• **YOUR OBJECTIVE**
Can you convert every line of the items below into a numbered list, leaving out any blank lines?

Entries from an annotation dataset:

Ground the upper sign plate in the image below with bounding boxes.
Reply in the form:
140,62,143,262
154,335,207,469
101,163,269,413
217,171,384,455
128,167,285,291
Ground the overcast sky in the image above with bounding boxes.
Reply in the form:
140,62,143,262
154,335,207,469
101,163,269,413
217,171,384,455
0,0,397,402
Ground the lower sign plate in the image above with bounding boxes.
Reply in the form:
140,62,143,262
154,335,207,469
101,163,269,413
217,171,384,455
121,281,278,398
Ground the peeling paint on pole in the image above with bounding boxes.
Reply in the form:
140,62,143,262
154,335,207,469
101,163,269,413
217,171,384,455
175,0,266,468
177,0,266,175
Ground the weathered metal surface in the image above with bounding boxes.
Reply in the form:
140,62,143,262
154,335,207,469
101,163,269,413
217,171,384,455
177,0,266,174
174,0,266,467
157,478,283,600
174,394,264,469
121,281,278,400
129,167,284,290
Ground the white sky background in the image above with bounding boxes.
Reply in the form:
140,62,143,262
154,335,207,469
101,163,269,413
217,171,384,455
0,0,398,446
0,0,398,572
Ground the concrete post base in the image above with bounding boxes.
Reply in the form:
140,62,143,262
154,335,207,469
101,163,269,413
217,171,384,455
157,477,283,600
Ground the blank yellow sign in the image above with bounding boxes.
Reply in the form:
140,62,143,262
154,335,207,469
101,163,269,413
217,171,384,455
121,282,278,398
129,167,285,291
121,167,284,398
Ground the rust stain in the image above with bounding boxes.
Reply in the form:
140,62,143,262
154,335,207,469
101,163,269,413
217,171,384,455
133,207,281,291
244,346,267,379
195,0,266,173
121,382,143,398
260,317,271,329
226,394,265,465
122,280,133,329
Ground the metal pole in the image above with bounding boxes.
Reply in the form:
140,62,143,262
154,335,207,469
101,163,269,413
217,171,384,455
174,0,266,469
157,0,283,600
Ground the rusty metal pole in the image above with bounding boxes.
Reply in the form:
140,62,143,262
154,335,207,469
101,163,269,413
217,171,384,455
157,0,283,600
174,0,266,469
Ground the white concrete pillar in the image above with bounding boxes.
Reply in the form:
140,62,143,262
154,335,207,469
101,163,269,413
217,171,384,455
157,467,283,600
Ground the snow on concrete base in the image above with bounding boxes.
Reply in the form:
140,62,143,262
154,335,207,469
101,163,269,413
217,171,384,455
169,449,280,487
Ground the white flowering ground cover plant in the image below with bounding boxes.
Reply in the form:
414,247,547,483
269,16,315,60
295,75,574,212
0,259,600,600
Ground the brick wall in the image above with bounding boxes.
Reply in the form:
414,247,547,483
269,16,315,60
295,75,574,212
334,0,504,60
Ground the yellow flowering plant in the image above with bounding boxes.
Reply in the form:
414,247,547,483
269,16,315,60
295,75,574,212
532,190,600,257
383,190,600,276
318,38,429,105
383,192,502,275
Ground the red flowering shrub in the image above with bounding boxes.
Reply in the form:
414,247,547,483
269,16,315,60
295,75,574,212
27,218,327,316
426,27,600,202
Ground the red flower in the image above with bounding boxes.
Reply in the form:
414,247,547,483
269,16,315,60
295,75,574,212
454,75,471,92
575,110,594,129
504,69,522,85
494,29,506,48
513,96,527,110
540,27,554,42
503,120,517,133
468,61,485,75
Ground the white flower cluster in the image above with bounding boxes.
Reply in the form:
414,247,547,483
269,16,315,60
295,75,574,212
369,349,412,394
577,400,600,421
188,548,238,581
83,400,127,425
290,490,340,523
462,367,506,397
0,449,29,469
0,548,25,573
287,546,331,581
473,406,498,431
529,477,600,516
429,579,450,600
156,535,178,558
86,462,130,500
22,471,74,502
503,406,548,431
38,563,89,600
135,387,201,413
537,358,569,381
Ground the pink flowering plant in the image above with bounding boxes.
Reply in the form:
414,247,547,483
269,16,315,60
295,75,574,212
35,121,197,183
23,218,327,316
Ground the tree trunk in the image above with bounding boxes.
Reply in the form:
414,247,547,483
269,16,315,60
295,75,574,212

• **THE ANSWER**
1. Ground the upper sign plate in the image below with bounding boxes.
2. Reply in the form:
3. 140,62,143,262
4. 154,335,207,469
5. 101,163,269,413
6. 217,171,384,455
7. 128,167,285,291
8. Ground the overcast sky in the image above with bounding boxes.
9. Reply in the form:
10. 140,62,143,262
11. 154,335,207,469
12. 101,163,269,413
13. 217,171,384,455
14. 0,0,397,402
15. Ground the lower sign plate in the image above with bounding boxes.
16. Reply in the form:
17. 140,62,143,262
18. 154,335,207,469
19. 101,163,269,413
20. 217,171,384,455
21. 121,281,278,398
22. Ground the peeling paint on pole in the image above with bounding boxes.
23. Reply in the form:
24. 140,62,143,262
25. 154,335,207,469
26. 101,163,269,413
27. 217,171,384,455
28. 175,0,266,468
29. 177,0,266,175
30. Ground the weathered metal surface in the image above with bounding boxes.
31. Reply in the form:
32. 140,62,143,262
33. 154,335,207,469
34. 101,163,269,413
35. 217,171,384,455
36. 177,0,266,174
37. 174,0,266,467
38. 157,478,283,600
39. 174,394,264,469
40. 121,281,278,400
41. 129,167,284,290
42. Ground the white sky background in the image above with bounding boxes.
43. Reply in the form:
44. 140,62,143,262
45. 154,335,207,469
46. 101,163,269,413
47. 217,171,384,455
48. 0,0,398,446
49. 0,0,398,572
50. Ground the concrete post base in the image above with bounding boxes.
51. Reply in the form:
52. 140,62,143,262
53. 154,335,207,469
54. 101,163,269,413
55. 217,171,384,455
56. 157,477,283,600
57. Ground the blank yellow sign in the image above with bounding boxes.
58. Reply in the form:
59. 140,62,143,262
60. 154,335,207,469
61. 101,163,269,413
62. 217,171,384,455
63. 121,282,278,398
64. 129,167,285,291
65. 121,167,284,398
66. Ground the rust stain in the image above with bounding boxes.
67. Reply in the form:
68. 140,62,143,262
69. 154,335,207,469
70. 101,163,269,413
71. 217,171,384,455
72. 133,207,281,291
73. 244,346,267,379
74. 195,0,266,173
75. 121,382,143,398
76. 260,317,271,329
77. 226,394,265,465
78. 122,280,133,329
79. Ground the metal pole in the image above with bounding boxes.
80. Reply in the form:
81. 140,62,143,262
82. 154,335,207,469
83. 101,163,269,413
84. 217,171,384,455
85. 174,0,266,469
86. 157,0,283,600
87. Ground the rusty metal pole in the image above with bounding boxes.
88. Reply in the form:
89. 140,62,143,262
90. 154,335,207,469
91. 101,163,269,413
92. 217,171,384,455
93. 157,0,283,600
94. 174,0,266,469
95. Ground the white concrete pillar in the image above with bounding boxes.
96. Reply in the form:
97. 140,62,143,262
98. 154,335,207,469
99. 101,163,269,413
100. 217,171,384,455
101. 157,467,283,600
102. Ground the snow on concrete base in the image above with bounding boxes.
103. Reply in the form:
104. 140,62,143,262
105. 154,335,207,469
106. 101,163,269,413
107. 217,171,384,455
108. 169,449,280,487
109. Ground the white flowering ground cover plant in the image below with bounding boxes.
110. Reply in the form:
111. 414,247,547,483
112. 269,16,315,60
113. 295,75,574,212
114. 0,259,600,600
115. Ground the brick wall in the image above with bounding boxes.
116. Reply in the form:
117. 414,247,547,483
118. 269,16,315,60
119. 295,75,574,212
120. 334,0,504,60
121. Ground the yellow flowering plant in the image above with bounding boxes.
122. Reply in the form:
123. 414,247,547,483
124. 269,16,315,60
125. 295,75,574,212
126. 532,190,600,257
127. 383,190,600,276
128. 318,38,429,105
129. 383,192,502,275
130. Ground the red flowering shrub in the image above with bounding boxes.
131. Reply in the form:
132. 414,247,547,483
133. 269,16,315,60
134. 295,75,574,212
135. 27,218,327,316
136. 426,27,600,202
137. Ground the red flower in the image above with bounding boxes.
138. Reply in the form:
139. 414,247,547,483
140. 269,16,315,60
141. 295,75,574,212
142. 454,75,471,92
143. 575,110,594,129
144. 504,69,522,85
145. 494,29,506,48
146. 513,96,527,110
147. 540,27,554,42
148. 503,120,517,133
149. 468,61,485,75
150. Ground the white flower cluster in the image above with bounding boxes.
151. Reply in the form:
152. 414,247,547,483
153. 269,16,315,60
154. 295,75,574,212
155. 369,349,412,394
156. 577,400,600,421
157. 188,548,238,581
158. 83,400,127,425
159. 290,490,340,523
160. 462,367,506,397
161. 0,449,29,469
162. 0,548,25,573
163. 287,546,331,581
164. 473,406,498,431
165. 529,477,600,516
166. 429,579,450,600
167. 156,535,178,558
168. 86,462,130,500
169. 22,471,74,502
170. 503,406,548,431
171. 38,563,89,600
172. 135,387,201,413
173. 537,358,569,381
174. Ground the pink flowering plant in the image above with bounding boxes.
175. Reply in the form:
176. 414,247,547,483
177. 269,16,315,60
178. 295,75,574,212
179. 35,121,197,183
180. 23,218,327,316
181. Ground the tree trunk in the image above with bounding boxes.
182. Reply in the form:
183. 414,247,547,483
184. 269,16,315,60
185. 295,75,574,212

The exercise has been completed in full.